### DIRECTIONS
Leave out the pictures and repeat the rest of the material exactly.

Image point annotation entries:
— START —
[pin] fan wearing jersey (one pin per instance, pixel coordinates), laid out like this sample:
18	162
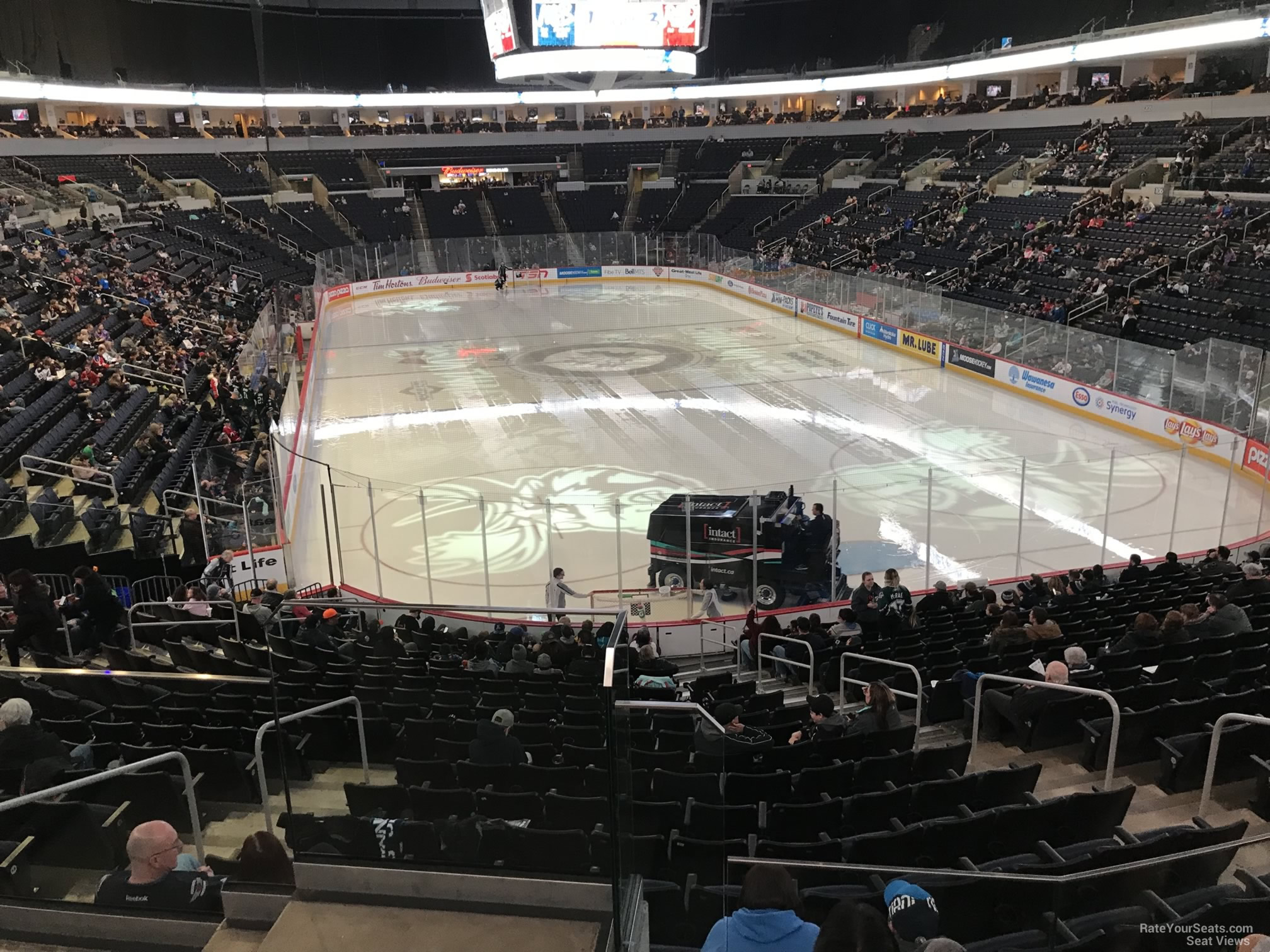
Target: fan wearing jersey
161	876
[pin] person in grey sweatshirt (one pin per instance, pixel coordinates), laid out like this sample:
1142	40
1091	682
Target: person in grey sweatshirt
826	722
1225	617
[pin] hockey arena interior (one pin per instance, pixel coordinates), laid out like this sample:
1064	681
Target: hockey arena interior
634	477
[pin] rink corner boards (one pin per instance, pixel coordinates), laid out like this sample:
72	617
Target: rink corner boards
1133	417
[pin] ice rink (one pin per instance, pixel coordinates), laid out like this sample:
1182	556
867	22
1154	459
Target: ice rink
606	394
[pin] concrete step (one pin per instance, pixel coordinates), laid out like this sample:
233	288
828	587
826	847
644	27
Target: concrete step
326	927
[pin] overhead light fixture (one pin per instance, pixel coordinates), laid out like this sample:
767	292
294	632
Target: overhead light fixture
638	60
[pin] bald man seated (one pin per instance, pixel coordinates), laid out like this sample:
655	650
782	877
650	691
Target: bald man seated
161	876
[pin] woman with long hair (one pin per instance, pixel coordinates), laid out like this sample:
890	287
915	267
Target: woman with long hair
750	635
263	858
896	604
882	714
767	918
98	609
33	618
770	626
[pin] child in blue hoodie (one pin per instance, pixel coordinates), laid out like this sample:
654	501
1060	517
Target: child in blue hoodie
767	919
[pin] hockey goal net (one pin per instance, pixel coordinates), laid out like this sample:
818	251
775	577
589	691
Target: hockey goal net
643	603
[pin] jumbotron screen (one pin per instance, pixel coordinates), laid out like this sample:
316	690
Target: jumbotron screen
500	27
600	23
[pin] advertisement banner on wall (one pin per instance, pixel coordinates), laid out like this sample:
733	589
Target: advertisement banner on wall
878	331
828	315
630	271
921	346
689	275
1256	456
786	302
1136	414
1193	433
971	361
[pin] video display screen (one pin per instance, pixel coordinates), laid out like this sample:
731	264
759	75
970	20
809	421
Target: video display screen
598	23
500	28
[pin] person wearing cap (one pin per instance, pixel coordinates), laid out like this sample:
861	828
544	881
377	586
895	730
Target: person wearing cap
495	743
766	917
1225	617
219	573
912	915
864	603
1022	706
939	601
481	659
261	612
1170	567
1135	570
557	589
544	668
1251	586
520	664
272	597
736	738
587	664
1007	632
826	722
409	622
319	631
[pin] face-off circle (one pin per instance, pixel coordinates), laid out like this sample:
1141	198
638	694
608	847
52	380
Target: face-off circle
601	360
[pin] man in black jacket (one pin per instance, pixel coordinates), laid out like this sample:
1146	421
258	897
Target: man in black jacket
826	723
1254	583
1170	567
495	744
736	737
23	744
1022	706
864	603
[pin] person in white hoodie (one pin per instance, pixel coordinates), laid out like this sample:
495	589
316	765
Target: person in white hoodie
710	604
558	589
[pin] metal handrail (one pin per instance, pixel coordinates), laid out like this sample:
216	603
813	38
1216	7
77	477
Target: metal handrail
296	717
1071	689
917	678
116	772
809	664
157	375
873	868
135	606
172	511
1212	752
704	642
142	676
670	706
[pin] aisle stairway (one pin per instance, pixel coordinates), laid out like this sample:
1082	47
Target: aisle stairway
322	926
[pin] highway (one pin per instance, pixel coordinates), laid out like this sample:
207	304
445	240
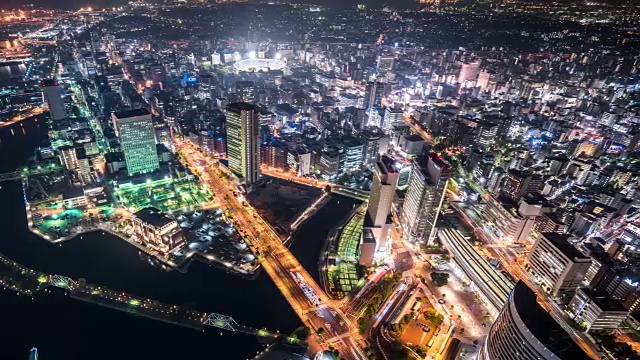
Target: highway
278	261
510	264
413	124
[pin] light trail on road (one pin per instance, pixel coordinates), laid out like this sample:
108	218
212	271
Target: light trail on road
277	260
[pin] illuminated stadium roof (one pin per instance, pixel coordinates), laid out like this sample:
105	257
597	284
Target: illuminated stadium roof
255	65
— END —
### SOLUTION TO THIS TASK
[pin] fan wearing jersey (one pin per instance, pixel coordinates), laid out like this sample:
18	162
Target: fan wearing jersey
161	876
[pin] person in grey sweatshirt (one pin per instance, pixel coordinates), laid out like this sample:
1142	40
1091	682
Target: person in grey sweatshirt
826	722
1225	617
[pin] hockey arena interior (one pin per instance, pixel coordinates), laid out like this sample:
1064	681
Target: hockey arena interior
634	477
[pin] rink corner boards (one pin per instance, pixel coordinates), laid out like this sample:
72	617
Target: rink corner boards
1133	417
[pin] ice rink (one pin per instance, pixel coordinates), laid out like this sample:
1182	556
867	22
1154	459
Target: ice rink
606	394
[pin] concrete step (one pin per instance, pixel coordinates), laid out like this sample:
233	288
828	587
826	847
644	27
Target: concrete step
326	927
[pin] overhead light fixture (one pin per instance, pixel coordinates), laid out like this sample:
767	292
294	632
Target: overhead light fixture
638	60
[pin] bald man seated (one pin per instance, pixel coordinates), laid out like this sample:
655	650
782	877
650	691
Target: bald man seated
161	876
[pin] woman with long hair (one pin per instance, pixel coordinates), laid out like this sample:
890	287
915	267
Target: woman with long hair
750	635
263	858
896	604
882	714
767	918
98	609
33	618
770	626
[pin] child in blue hoodie (one pin per instance, pixel coordinates), laid out like this sample:
654	501
1060	517
Target: child in blue hoodie
767	919
[pin] hockey goal net (one pin per instance, pixel coordinates), laid out like this sample:
818	251
775	577
589	691
Target: hockey goal net
643	603
[pin] jumbotron screen (one pin per instance, pixel coordinates), laid out like this sample:
316	690
Target: jumbotron screen
500	27
600	23
[pin] advertisement banner on wall (one pin per instance, pixel coordinates), laid out like this sample:
733	589
Target: advertisement banner on wall
878	331
828	315
630	271
921	346
689	275
1256	456
786	302
1136	414
1193	433
971	361
[pin] video display screen (one pin per instance, pixel coordinates), laid out like this sample:
731	264
759	75
970	20
809	421
Target: video display screen
598	23
500	28
[pin] person wearing cap (one pin per instance, pixel coordinates), laid out like this sample:
861	828
544	881
377	586
895	730
Target: person wearing cap
495	743
766	917
1225	617
219	573
912	915
864	603
1022	706
939	601
481	659
261	612
1170	567
1135	570
557	589
544	668
1251	586
520	664
272	597
736	738
587	664
1007	632
826	722
409	622
319	631
[pin] face-off circle (one pin per instance, pixel coordinates), laid out like this sample:
1141	198
638	694
608	847
52	380
Target: face-off circle
601	360
[pin] man in black jacket (one pin per instance, pixel coordinates), laid out like this sample:
1146	421
258	897
Target: man in black jacket
826	723
1254	583
1170	567
495	744
736	737
23	744
1022	706
864	603
[pin] person in white hoodie (one pin per instance, pixel coordinates), laid out like this sample:
495	589
316	765
Target: person in white hoodie
710	604
558	589
[pin] metal handrail (one pin per instance, pixel coordinates), laid out like this sample:
216	603
813	38
1216	7
77	477
Target: metal handrail
296	717
1071	689
917	678
116	772
809	664
157	375
873	868
135	606
172	511
1212	752
704	642
142	676
670	706
[pin] aisle stairway (one pin per instance, pixel coordinates), laid out like this sample:
1082	47
Target: aisle stairway
322	926
[pin] highway (one pin per instance, pixel coordinates), laid out like this sample:
207	304
445	240
Target: highway
278	261
510	264
413	124
[pin] light trail on road (one pin per instance, pixel coordinates), laid out like this sample:
108	218
212	271
Target: light trail on road
277	260
[pin] illuminated stadium roof (one pin per instance, pixel coordinates), laid out like this sample:
105	257
597	284
Target: illuminated stadium roof
255	65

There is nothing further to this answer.